**Consigne:**
Modifiez le passage du récit sur Syracuse, de « Ceux qui me » à « des abris rocheux. », en remplaçant « mouillages » par « criques », puis redonnez ce passage ainsi modifié.

Estival 2006/ n° 5 - Syracuse...
Donc reparlons de Syracuse. Mais j'ai
d'abord quelque chose de fantastique à vous dire.
Ceux qui me connaissent bien pourront mesurer l'importance incroyable de cette
nouvelle. Replongez vous dans l'ambiance. Des mouillages magnifiques protégés
derrière des abris rocheux.
La sérénité totale, des eaux translucides, couleur lagon...
lisses comme des piscines... Me voyez vous venir. Si, si si, Hé ben si,
je l'ai fait.
Je me suis souvent promis que je tenterais tout pour me lâcher dans la
flotte. Je crois vous avoir raconté les multiples tentatives à
partir de l'échelle de bain pour hésiter, frissonner et entretenir
ma panique pendant de longues minutes pour finalement craquer, me tremper l'arrondi
des fesses et remonter vite fait me doucher... Non décidément
ce n'est jamais le jour et mon maillot de bain depuis 10 ans n'a pas eu beaucoup
d'usage. J'avais simplement depuis les Antilles abandonné tout espoir
de nager un jour dans l'eau de mer depuis le bateau. Les occasions étant
là-bas idéales, le temps était passé.
Un matin je me suis réveillée ici avec la certitude que j'étais
prête.
- T'en dis quoi Laurent, si je me jette aujourd'hui, tu restes à côté
au cas où ça se passerait mal.
Vous auriez vu la tête de Laurent. A la fois réjoui, dubitatif
et consterné. Et je le comprends car si je panique il est sur d'être
noyé avant moi.

**Données:**

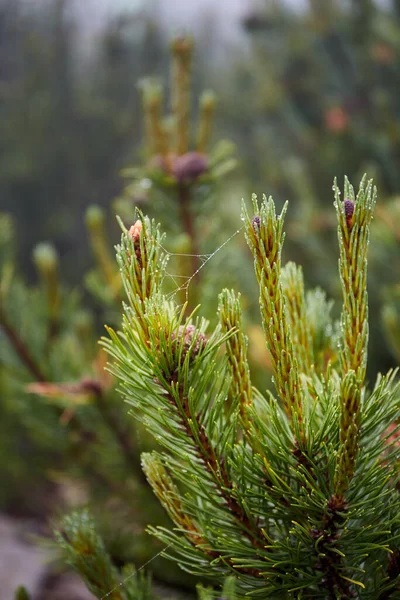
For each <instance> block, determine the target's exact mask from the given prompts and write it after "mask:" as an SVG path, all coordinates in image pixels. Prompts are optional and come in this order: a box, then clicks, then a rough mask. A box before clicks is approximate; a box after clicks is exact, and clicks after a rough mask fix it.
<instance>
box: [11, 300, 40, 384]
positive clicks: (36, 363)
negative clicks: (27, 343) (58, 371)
mask: <svg viewBox="0 0 400 600" xmlns="http://www.w3.org/2000/svg"><path fill="white" fill-rule="evenodd" d="M0 326H1V327H2V329H3V331H4V333H5V334H6V336H7V338H8V340H9V342H10V343H11V345H12V346H13V348H14V350H15V352H16V354H17V356H18V357H19V358H20V360H21V362H22V363H23V364H24V365H25V367H26V368H27V369H28V371H30V373H31V374H32V376H33V377H34V378H35V380H36V381H46V377H45V375H44V373H43V372H42V369H41V367H39V365H38V364H37V362H36V360H35V359H34V358H33V356H32V354H31V353H30V350H29V349H28V347H27V346H26V345H25V343H24V342H23V340H22V338H21V337H20V336H19V335H18V333H17V331H16V330H15V329H14V327H13V326H12V325H11V323H10V322H9V321H8V320H7V317H6V315H5V313H4V311H3V309H2V308H1V307H0Z"/></svg>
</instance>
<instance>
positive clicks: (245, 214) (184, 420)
mask: <svg viewBox="0 0 400 600" xmlns="http://www.w3.org/2000/svg"><path fill="white" fill-rule="evenodd" d="M334 190H335V209H336V216H337V223H338V241H339V257H340V258H339V276H340V282H341V287H342V295H343V306H342V316H341V321H340V326H339V325H338V324H335V323H333V322H332V319H331V317H330V310H329V308H330V305H329V302H327V300H326V298H325V296H324V295H323V294H322V292H320V291H314V292H308V293H304V288H303V281H302V272H301V268H300V267H298V266H296V265H294V264H290V263H289V264H287V265H285V266H282V264H281V252H282V245H283V240H284V232H283V225H284V217H285V213H286V206H285V207H284V209H283V210H282V212H281V213H280V214H277V213H276V210H275V206H274V202H273V200H272V198H268V199H267V198H265V197H264V199H263V201H262V202H261V203H259V202H258V200H257V198H256V197H253V213H252V214H250V215H249V213H248V211H247V209H246V207H245V206H243V220H244V228H245V234H246V239H247V242H248V245H249V247H250V250H251V252H252V254H253V257H254V267H255V274H256V279H257V281H258V284H259V290H260V312H261V320H262V323H263V328H264V334H265V340H266V345H267V347H268V350H269V353H270V357H271V363H272V367H273V381H274V385H275V395H274V394H269V395H268V396H265V395H263V394H262V393H261V392H260V391H258V390H257V389H255V388H254V387H252V385H251V374H250V371H249V365H248V361H247V356H246V350H247V348H246V346H247V338H246V335H245V333H244V331H243V329H242V323H241V320H242V317H241V308H240V298H239V297H238V296H237V295H235V293H234V292H233V291H228V290H224V291H223V292H222V293H221V294H220V296H219V305H218V314H219V319H220V323H219V325H218V326H217V327H216V328H215V329H214V330H213V331H211V332H210V333H207V323H206V321H205V320H204V319H203V318H201V317H200V316H198V315H197V314H196V313H197V312H198V311H197V310H195V311H193V312H192V313H191V314H189V315H188V314H187V312H186V311H185V307H183V308H182V307H179V306H178V305H177V304H176V303H175V302H173V301H171V300H170V299H168V298H167V297H166V295H165V294H164V293H163V290H162V285H163V280H164V276H165V267H166V257H165V256H164V255H163V253H162V250H161V242H162V239H163V238H162V235H161V233H160V229H159V227H158V226H156V225H155V223H154V222H152V221H149V220H148V219H147V218H145V217H143V216H140V220H139V221H138V222H137V223H136V225H135V226H134V227H132V228H131V229H130V230H127V229H124V231H123V234H122V239H121V244H120V245H119V246H118V249H117V260H118V265H119V268H120V270H121V273H122V280H123V283H124V288H125V290H126V294H127V298H128V304H127V306H126V307H125V314H124V320H123V328H122V331H121V332H120V333H118V332H115V331H114V330H112V329H109V335H110V337H109V339H104V340H103V344H104V346H105V347H106V348H107V350H108V352H109V353H110V355H111V356H112V358H113V361H114V362H113V366H112V369H111V370H112V373H113V374H114V375H115V376H116V377H117V379H119V381H120V388H121V390H122V393H123V396H124V397H125V399H126V400H127V402H128V403H129V404H130V405H131V406H132V407H133V409H134V412H135V415H136V416H137V418H138V419H139V420H140V422H141V423H143V424H144V425H145V426H146V427H147V428H148V430H149V431H150V432H151V433H152V434H153V436H154V437H155V439H156V440H157V442H158V443H159V445H160V446H162V447H163V450H160V451H155V452H151V453H145V454H143V455H142V466H143V469H144V472H145V474H146V476H147V478H148V480H149V482H150V484H151V486H152V488H153V491H154V493H155V494H156V496H157V497H158V499H159V500H160V502H161V504H162V505H163V506H164V508H165V510H166V512H167V513H168V515H169V516H170V518H171V519H172V521H173V522H174V524H175V527H174V529H167V528H164V527H156V528H154V527H150V531H151V532H152V533H153V534H154V535H156V536H157V537H158V538H159V539H161V540H162V541H163V543H165V544H167V545H168V549H167V550H166V551H165V555H166V556H168V557H171V558H173V559H174V560H175V561H177V562H178V563H179V564H180V565H181V567H183V568H184V569H186V570H188V571H189V572H191V573H195V574H197V575H200V576H202V577H208V578H212V579H214V581H217V582H222V581H223V579H224V577H226V575H228V574H231V573H233V574H234V575H235V577H236V583H237V588H238V593H239V598H244V597H245V595H247V594H250V595H251V597H255V598H274V597H282V596H283V597H286V598H321V599H329V598H370V599H371V600H372V599H375V600H378V599H380V600H383V599H384V598H395V597H397V594H398V593H399V592H400V571H399V543H398V535H399V525H400V521H399V512H398V506H399V497H398V459H399V447H398V441H397V440H398V427H397V426H396V425H393V424H394V423H395V421H396V419H397V416H398V411H399V398H400V396H399V391H398V384H397V383H396V373H395V372H389V373H388V374H387V375H384V376H379V377H378V380H377V382H376V384H375V386H374V387H373V389H368V388H367V386H366V380H365V375H366V368H367V345H368V299H367V248H368V242H369V231H370V223H371V219H372V216H373V211H374V207H375V200H376V189H375V188H374V187H373V185H372V182H371V181H368V182H367V181H366V179H365V178H364V179H363V180H362V182H361V185H360V189H359V192H358V193H357V195H355V193H354V190H353V188H352V186H351V185H350V183H349V182H348V181H347V180H345V186H344V197H343V199H342V198H341V196H340V191H339V189H338V187H337V185H336V183H335V186H334ZM337 345H339V351H338V352H337V351H336V349H337Z"/></svg>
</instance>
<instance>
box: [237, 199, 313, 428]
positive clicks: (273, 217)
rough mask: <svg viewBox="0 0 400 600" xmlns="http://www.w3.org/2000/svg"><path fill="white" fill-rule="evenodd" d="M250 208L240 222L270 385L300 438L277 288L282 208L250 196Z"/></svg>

**Résultat ci-dessous:**
Ceux qui me connaissent bien pourront mesurer l'importance incroyable de cette
nouvelle. Replongez vous dans l'ambiance. Des criques magnifiques protégés
derrière des abris rocheux.